Big Data Remains Untapped Resource for Healthcare

The enormous amount of DNA sequencing, biomedical imaging, electronic health records and other data generated by researchers and clinicians holds great promise for healthcare. However, gaining access to this mountain of data and making sense of it remains an elusive goal.


The enormous amount of DNA sequencing, biomedical imaging, electronic health records and other data generated by researchers and clinicians holds great promise for healthcare. However, gaining access to this mountain of data and making sense of it remains an elusive goal.

Earlier this month, National Institutes of Health Director Francis Collins, M.D., wrote a blog touting the potential benefits of big data, calling this enormous, ever-expanding treasure trove of digital data a "priceless raw material for the next era of biomedical research." Collins believes that "we are at a point in history where big data should not intimidate, but inspire us." 

However, according to researchers affiliated with Boston's Harvard Medical School, Beth Israel Deaconess Medical Center and Boston Children's Hospital, technical and social challenges continue to serve as barriers to leveraging the full power of big data in healthcare. They argue that while other industries have been successful at obtaining value from large-scale integration and analysis of heterogeneous data sources, the medical community is being left behind. 

"What these industries have figured out is that big data becomes transformative when disparate data sets can be linked at the individual person level. In contrast, big biomedical data are scattered across institutions and intentionally isolated to protect patient privacy," state the authors in a May 22 article in the Journal of the American Medical Association.  

The prerequisite for unlocking the real value of big data, they assert, is the ability to link data at the patient level. "Although some big data, such as electronic health records, provide depth by including multiple types of data (e.g., images, notes, etc.) about individual patient encounters, others, such as claims data provide longitudinality—a view of a patient’s medical history over an extended period for a narrow range of categories," the authors argue. "Linking data adds value when they help fill in the gaps."

Of particular value, according to the article, are "nontraditional" sources of biomedical data outside of the healthcare system such as social media, credit card purchases and census records which can "help assemble a holistic view of a patient, and, in particular, shed light on social and environmental factors that may be influencing health."

****

> EXERCISE DETAILS: Carry on the article about big data in healthcare, starting after its final sentence.

> DATA RECORDS:

****

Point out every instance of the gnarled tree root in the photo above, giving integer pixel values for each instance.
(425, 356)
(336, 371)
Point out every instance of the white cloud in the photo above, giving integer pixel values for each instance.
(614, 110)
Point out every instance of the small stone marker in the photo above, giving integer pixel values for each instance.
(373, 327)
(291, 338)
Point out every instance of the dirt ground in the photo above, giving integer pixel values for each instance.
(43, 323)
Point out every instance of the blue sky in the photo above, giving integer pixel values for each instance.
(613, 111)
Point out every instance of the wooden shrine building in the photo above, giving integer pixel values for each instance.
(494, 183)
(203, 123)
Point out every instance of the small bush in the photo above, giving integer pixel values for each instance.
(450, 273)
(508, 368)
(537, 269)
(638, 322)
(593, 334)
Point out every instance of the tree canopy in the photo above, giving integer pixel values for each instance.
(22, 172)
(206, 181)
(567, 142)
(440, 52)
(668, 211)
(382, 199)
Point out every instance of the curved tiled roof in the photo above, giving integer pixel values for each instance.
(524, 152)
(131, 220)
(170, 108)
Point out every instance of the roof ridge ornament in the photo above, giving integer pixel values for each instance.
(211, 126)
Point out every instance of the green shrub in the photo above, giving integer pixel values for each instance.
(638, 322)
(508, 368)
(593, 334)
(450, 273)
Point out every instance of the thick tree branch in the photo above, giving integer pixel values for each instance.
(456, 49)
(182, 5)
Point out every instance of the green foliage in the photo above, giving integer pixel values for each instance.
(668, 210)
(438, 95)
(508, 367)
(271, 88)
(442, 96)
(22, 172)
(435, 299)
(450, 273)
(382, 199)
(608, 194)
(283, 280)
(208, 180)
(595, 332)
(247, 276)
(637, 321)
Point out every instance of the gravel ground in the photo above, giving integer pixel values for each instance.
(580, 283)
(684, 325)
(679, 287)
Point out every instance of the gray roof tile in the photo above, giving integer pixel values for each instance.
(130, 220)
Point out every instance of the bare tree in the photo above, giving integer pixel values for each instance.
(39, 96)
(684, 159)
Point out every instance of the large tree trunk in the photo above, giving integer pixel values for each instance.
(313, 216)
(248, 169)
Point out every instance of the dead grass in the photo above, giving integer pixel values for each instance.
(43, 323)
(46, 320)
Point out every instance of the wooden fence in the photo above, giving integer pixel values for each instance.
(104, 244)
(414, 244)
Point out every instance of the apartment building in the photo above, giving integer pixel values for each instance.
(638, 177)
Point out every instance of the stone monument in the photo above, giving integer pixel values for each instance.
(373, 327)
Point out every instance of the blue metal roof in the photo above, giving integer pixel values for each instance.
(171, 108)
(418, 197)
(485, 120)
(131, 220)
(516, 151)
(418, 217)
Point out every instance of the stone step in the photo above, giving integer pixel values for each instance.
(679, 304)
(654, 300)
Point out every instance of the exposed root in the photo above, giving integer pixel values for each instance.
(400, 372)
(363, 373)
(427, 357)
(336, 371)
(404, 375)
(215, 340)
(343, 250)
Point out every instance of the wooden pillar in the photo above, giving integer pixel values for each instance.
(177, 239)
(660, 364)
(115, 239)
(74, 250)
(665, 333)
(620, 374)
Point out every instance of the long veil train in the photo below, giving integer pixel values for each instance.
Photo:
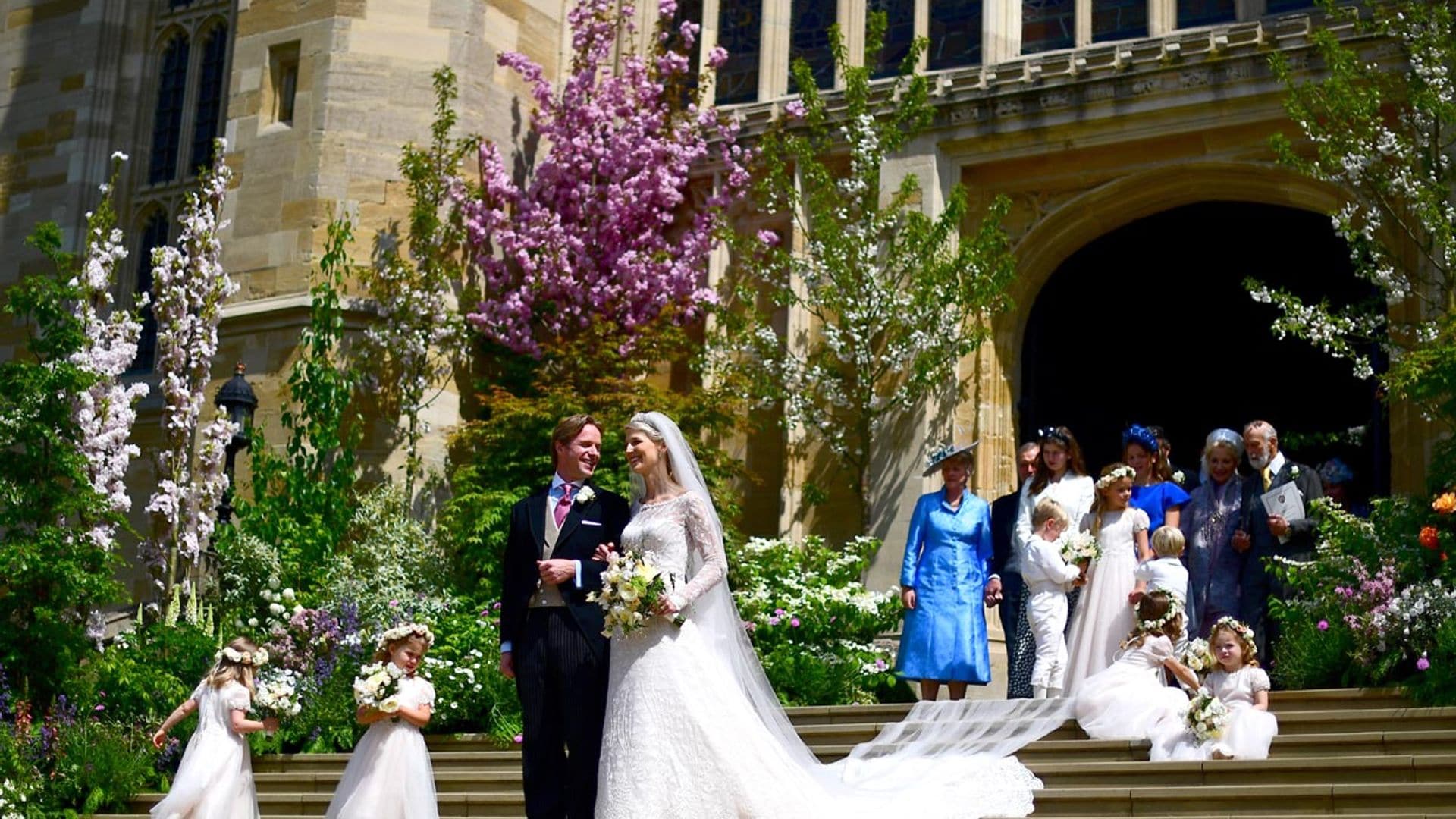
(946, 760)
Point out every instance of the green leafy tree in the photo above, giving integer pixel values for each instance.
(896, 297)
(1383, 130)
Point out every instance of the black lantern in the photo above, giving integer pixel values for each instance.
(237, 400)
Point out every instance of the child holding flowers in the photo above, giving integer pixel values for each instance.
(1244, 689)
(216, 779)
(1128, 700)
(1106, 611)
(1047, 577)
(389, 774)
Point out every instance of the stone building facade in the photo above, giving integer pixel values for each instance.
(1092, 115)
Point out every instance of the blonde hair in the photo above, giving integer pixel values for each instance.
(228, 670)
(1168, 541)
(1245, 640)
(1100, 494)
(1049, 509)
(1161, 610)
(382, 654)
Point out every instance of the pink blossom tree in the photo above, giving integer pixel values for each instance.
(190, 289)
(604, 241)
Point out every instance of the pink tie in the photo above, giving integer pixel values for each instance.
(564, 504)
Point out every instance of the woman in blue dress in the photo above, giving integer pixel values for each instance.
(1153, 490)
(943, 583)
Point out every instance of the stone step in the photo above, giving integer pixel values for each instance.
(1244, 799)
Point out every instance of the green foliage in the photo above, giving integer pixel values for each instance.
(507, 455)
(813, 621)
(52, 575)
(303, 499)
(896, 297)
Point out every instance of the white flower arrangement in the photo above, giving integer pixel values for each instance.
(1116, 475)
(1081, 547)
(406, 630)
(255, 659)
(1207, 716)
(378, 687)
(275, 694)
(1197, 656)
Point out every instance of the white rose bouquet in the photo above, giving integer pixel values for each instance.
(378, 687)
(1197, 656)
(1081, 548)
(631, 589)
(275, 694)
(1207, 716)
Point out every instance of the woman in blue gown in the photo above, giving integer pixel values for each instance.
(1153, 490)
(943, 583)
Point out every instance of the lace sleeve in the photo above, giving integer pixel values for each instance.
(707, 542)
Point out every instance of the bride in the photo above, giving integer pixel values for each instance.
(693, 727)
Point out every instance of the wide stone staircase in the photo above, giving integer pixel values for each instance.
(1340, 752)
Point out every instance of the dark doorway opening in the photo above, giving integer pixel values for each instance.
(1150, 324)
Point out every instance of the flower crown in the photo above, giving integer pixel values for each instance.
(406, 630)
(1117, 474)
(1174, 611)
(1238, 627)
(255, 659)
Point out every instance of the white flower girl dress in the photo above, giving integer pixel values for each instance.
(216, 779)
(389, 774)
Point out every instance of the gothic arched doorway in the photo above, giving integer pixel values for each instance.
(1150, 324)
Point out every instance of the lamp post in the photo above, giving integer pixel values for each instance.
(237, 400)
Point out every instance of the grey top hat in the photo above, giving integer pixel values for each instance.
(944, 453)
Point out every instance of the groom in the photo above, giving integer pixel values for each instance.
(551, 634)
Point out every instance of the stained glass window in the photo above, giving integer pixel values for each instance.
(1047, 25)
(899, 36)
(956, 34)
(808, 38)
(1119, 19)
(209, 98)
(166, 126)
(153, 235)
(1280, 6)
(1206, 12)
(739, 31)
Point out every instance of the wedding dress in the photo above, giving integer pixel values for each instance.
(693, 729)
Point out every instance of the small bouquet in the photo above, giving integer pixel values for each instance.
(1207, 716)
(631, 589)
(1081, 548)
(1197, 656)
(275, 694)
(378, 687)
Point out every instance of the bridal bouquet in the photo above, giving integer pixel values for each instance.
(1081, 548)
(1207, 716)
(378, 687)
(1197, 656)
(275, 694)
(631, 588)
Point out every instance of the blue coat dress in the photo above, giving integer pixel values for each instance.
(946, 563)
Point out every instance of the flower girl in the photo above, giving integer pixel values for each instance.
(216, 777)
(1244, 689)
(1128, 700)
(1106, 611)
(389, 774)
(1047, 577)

****

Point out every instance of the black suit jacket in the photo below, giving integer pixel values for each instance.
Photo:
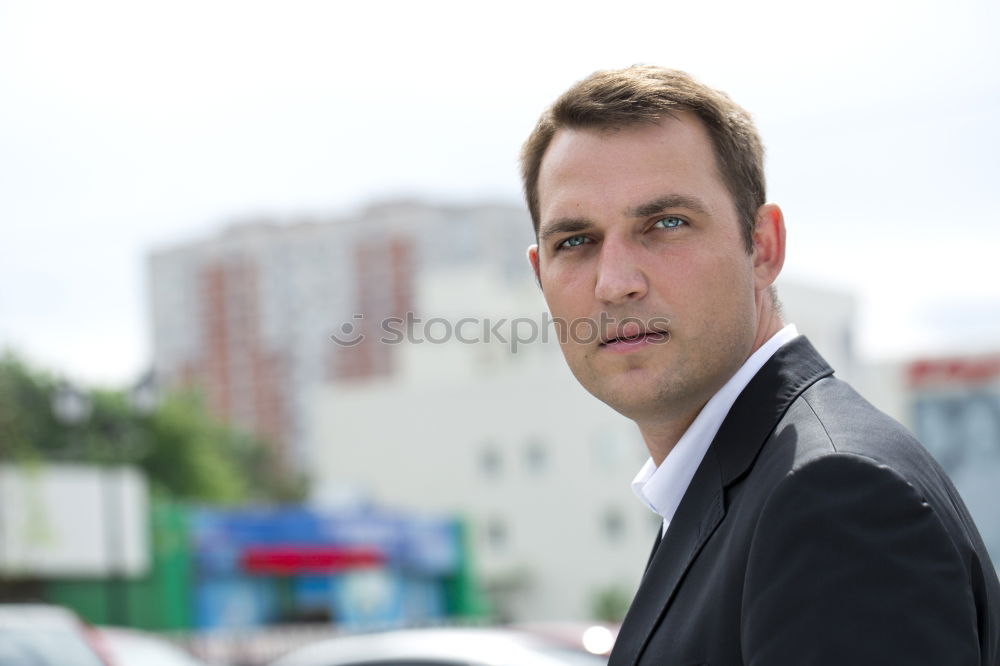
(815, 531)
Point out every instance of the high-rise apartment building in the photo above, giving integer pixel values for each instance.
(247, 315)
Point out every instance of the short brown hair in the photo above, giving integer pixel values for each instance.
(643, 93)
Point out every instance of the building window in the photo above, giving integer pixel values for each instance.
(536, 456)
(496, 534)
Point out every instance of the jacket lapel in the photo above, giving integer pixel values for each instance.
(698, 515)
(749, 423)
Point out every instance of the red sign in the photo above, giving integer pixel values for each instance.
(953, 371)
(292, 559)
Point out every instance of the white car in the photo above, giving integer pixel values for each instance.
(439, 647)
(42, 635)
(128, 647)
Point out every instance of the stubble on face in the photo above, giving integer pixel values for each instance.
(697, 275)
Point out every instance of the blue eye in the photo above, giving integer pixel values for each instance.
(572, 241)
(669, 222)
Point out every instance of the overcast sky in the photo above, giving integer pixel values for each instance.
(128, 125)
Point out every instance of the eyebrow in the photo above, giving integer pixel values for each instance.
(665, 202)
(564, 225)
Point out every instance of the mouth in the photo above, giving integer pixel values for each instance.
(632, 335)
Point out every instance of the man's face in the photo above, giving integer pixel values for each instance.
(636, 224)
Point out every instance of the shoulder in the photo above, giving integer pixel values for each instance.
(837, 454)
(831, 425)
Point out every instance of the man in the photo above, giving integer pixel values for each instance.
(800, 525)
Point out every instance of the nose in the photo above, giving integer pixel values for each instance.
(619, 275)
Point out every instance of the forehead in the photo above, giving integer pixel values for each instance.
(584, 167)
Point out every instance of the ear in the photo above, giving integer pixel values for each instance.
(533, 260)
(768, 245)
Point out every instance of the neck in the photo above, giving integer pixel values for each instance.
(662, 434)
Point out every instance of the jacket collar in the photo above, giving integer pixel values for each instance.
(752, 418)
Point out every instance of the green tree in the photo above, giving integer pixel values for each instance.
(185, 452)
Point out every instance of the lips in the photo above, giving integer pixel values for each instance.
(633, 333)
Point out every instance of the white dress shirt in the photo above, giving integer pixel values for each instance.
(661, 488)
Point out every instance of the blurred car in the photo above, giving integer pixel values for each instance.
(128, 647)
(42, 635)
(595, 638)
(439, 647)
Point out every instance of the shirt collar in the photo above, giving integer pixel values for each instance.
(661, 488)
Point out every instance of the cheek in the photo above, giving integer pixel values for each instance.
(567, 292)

****

> RESULT FOR THIS EXERCISE:
According to the authors, by linking this data, physicians and researchers will be able to test new hypotheses and identify areas of possible medical intervention. For example, they propose that grocery shopping patterns obtained from stores in various areas could be used to predict rates of obesity and type 2 diabetes in public health databases, and to determine whether the level of exercise recorded by home monitoring devices correlates with response rates of cholesterol-lowering drugs, as measured by continued refills at the pharmacy.

Nevertheless, as the article points out, the lack of a national unique patient identifier in the United States is a technical obstacle in linking big biomedical data. In addition, the authors say that privacy and security concerns also remain a formidable social challenge to data linkage. "As more data are linked, they become increasingly more difficult to deidentify," they say. "The consequences of this in healthcare, particularly for mental health records and genetic markers, have been extensively studied and discussed. However, given that data linkage is already happening in other industries and is increasingly being thought of as an informational asset for healthcare delivery, monitoring, and marketing, it would behoove the medical establishment to guide societal and legislative standards in this regard."

Toward that end, they propose that a public forum of stakeholders be convened, including citizens, the healthcare community and commercial data vendors, to frame a policy for technical protections for big biomedical data linkage.